Entries from a dataset:
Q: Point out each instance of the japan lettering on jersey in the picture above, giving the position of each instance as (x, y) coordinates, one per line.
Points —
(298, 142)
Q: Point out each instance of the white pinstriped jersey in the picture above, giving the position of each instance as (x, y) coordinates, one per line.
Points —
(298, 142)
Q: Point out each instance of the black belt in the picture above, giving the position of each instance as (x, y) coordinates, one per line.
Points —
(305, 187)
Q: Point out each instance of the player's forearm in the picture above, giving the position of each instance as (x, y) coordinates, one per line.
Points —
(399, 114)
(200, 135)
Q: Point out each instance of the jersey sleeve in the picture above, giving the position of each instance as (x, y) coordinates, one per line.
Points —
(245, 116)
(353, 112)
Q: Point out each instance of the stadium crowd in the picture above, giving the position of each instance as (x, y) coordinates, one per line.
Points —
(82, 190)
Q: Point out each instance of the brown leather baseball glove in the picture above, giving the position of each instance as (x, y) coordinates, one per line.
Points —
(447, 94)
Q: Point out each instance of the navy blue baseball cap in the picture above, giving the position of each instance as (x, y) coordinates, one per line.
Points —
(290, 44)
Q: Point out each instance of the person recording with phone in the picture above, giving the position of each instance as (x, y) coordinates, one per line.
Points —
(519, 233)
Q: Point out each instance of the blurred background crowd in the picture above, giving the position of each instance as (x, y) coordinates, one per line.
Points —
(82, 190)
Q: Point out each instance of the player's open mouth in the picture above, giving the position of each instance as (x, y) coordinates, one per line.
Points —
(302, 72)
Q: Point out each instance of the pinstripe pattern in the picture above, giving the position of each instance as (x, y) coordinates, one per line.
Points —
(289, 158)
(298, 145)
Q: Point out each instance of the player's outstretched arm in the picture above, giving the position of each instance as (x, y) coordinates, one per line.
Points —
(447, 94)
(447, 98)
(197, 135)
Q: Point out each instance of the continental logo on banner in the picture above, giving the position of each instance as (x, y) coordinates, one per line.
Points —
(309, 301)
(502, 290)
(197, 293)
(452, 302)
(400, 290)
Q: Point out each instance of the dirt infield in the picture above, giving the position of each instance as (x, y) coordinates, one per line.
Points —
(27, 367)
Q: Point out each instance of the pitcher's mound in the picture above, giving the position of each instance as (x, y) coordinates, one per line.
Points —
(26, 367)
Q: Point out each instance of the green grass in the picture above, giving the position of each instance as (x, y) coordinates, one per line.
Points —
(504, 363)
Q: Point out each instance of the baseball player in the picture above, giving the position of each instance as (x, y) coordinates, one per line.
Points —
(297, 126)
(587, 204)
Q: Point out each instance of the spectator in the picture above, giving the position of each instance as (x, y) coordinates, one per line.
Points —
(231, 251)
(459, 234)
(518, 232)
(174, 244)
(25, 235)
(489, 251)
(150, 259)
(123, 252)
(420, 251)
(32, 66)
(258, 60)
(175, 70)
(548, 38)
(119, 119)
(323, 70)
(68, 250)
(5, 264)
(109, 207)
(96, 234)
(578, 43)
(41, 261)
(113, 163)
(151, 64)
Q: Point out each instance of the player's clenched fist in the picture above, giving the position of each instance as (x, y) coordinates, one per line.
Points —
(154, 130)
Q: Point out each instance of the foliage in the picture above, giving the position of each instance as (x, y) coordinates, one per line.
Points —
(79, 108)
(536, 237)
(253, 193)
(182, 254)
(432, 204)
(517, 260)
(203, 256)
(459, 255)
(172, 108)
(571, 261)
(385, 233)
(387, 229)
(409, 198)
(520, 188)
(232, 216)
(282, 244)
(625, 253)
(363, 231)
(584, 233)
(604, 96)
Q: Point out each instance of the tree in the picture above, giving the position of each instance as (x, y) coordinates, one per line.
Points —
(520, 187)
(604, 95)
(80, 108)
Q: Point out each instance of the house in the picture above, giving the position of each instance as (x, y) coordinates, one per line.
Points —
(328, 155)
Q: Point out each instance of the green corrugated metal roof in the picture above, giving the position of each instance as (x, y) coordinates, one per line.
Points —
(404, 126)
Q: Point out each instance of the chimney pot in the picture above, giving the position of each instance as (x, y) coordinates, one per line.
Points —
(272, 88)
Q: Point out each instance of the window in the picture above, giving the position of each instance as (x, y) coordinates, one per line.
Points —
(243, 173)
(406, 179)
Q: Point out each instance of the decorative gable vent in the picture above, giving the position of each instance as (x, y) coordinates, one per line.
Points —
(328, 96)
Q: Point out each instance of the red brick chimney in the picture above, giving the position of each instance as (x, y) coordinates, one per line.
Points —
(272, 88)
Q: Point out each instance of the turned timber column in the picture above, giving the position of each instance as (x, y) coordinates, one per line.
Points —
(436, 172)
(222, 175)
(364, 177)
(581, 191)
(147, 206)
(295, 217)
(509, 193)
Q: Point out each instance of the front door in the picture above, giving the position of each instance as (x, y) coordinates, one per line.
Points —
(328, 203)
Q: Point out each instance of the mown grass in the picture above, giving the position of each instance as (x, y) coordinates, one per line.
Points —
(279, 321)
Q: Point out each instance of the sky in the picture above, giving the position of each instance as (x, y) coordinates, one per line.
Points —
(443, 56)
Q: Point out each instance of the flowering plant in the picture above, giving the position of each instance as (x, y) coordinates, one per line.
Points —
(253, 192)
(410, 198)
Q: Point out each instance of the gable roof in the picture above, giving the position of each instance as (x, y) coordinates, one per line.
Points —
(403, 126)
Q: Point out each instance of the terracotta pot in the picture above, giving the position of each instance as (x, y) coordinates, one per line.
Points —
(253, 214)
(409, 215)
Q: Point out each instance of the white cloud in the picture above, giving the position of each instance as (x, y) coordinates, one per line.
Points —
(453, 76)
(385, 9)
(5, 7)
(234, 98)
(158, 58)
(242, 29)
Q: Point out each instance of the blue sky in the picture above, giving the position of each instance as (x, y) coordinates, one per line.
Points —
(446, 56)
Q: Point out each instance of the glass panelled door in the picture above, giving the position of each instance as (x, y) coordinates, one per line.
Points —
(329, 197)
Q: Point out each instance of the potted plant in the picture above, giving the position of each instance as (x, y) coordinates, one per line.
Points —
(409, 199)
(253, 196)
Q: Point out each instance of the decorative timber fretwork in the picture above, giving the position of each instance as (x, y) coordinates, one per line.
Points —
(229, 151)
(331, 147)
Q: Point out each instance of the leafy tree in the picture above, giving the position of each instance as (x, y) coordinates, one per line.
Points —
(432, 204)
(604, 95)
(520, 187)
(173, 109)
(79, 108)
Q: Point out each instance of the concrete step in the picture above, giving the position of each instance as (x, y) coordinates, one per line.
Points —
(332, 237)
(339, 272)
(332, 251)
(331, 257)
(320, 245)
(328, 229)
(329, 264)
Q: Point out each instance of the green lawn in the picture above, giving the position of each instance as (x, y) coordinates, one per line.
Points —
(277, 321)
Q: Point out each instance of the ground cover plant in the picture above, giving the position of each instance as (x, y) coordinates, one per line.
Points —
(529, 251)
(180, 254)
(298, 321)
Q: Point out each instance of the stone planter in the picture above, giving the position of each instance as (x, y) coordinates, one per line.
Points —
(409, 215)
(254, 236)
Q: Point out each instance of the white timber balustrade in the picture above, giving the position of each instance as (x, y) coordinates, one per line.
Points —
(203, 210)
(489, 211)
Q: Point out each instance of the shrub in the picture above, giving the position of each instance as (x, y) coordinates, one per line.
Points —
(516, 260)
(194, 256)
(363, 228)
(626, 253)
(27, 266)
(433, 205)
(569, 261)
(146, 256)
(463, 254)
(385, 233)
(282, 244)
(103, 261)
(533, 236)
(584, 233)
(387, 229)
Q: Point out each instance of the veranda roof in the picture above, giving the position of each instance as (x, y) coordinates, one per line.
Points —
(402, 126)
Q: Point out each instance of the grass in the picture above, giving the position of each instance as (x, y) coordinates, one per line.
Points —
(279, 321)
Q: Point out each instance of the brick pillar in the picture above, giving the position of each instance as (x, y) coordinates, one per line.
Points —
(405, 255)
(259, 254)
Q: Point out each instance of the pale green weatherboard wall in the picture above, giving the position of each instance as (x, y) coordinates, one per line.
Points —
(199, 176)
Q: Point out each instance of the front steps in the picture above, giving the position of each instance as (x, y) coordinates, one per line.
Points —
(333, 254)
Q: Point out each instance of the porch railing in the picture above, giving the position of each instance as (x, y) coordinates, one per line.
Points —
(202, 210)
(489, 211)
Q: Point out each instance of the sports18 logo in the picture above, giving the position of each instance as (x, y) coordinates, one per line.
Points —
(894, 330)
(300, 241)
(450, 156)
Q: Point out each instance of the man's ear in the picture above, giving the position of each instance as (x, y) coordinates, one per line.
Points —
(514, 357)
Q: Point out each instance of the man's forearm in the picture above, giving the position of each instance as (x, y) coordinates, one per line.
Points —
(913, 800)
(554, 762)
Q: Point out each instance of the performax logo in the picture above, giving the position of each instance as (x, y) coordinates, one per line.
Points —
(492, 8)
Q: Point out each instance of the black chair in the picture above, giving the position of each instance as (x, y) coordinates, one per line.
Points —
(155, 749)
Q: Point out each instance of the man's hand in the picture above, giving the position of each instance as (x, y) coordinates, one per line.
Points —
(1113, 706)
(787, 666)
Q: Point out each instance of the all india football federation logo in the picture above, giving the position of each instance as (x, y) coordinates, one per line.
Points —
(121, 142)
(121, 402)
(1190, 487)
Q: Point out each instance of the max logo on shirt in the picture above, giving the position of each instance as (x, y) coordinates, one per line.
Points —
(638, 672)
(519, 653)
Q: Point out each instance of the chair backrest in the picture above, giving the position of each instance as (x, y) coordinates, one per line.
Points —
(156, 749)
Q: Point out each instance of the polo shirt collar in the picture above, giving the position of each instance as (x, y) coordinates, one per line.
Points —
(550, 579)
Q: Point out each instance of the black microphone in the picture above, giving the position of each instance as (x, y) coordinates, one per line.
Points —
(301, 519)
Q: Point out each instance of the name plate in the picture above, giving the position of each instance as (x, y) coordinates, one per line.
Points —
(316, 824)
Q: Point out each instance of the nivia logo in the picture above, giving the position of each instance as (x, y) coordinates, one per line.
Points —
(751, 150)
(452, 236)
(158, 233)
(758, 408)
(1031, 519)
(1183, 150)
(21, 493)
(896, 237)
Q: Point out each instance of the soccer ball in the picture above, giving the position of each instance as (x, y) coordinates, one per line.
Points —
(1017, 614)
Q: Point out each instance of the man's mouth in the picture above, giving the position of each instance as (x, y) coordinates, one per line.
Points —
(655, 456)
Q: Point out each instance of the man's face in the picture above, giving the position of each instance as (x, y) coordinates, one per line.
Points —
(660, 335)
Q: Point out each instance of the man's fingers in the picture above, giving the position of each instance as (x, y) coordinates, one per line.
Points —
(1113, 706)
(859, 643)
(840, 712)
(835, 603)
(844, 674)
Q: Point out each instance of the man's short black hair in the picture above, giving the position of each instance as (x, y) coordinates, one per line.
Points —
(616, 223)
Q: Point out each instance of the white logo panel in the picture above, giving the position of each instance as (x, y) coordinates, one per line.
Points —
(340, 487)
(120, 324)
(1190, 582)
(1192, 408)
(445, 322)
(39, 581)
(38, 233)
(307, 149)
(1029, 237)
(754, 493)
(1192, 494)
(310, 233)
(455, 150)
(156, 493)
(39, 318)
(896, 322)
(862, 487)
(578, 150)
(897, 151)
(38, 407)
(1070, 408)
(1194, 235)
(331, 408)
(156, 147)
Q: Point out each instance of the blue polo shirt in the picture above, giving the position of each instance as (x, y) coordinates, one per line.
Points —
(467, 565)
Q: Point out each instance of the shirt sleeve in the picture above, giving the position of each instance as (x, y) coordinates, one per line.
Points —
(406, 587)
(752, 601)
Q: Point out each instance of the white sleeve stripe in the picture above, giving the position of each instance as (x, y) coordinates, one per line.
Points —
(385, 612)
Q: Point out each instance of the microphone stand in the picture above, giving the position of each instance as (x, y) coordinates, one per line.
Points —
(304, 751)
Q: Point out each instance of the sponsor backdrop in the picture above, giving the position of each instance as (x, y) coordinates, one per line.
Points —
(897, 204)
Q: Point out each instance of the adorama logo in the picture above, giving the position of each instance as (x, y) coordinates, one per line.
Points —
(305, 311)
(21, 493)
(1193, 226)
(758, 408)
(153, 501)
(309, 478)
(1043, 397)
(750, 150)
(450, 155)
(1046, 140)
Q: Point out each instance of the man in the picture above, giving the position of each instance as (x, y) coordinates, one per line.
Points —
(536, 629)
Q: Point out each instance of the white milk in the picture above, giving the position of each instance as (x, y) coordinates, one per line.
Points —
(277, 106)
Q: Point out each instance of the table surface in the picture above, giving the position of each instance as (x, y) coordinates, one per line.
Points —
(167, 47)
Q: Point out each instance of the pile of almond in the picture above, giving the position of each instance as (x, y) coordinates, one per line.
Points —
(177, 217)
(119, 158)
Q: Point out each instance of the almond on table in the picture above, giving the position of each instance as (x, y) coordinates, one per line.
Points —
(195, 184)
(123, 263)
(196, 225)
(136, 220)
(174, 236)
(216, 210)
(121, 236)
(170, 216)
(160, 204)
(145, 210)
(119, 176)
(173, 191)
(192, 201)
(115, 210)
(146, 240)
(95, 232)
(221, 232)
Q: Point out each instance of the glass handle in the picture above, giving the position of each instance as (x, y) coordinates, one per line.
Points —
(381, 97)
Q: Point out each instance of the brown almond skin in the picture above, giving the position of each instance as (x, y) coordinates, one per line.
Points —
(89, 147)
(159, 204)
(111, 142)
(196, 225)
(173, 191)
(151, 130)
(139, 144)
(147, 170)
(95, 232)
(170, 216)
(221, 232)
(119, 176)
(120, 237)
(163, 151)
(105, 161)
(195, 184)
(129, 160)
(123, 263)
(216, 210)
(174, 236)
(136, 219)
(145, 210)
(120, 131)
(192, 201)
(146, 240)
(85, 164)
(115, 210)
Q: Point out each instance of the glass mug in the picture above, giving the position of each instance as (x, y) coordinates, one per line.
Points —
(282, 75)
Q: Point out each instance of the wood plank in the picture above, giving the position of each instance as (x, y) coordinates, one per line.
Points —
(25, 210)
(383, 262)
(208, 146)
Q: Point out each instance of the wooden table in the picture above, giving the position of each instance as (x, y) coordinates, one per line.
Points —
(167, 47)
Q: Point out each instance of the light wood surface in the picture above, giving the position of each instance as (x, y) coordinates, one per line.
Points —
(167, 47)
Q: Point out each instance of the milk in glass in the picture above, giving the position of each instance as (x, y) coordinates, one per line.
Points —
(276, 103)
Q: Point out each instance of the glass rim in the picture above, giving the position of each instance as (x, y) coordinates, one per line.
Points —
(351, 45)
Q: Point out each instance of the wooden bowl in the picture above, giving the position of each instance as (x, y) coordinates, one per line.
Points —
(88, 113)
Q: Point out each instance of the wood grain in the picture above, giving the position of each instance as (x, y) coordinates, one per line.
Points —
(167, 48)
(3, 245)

▶ Task
Quote only the lines from the line containing "Q: Point out each instance of the milk" through the end of the entries, keeping the first and the last.

▶ Result for this exercise
Q: Point out each instance of the milk in glass in the picture above, giving the position of each instance as (x, y) coordinates, one per line.
Points —
(276, 103)
Q: Point out each instance of the glass rim in the picture above, giving the position of each instance as (x, y) coordinates, one per line.
Points —
(351, 45)
Q: Point out each instance of the wooden bowl in the picture above, giving the position of each instance as (x, y) coordinates, one per line.
Points —
(88, 113)
Q: Point out each instance of the wood grain in the picture above, giving the position of each instance as (x, y) coordinates, one per line.
Points —
(167, 48)
(3, 245)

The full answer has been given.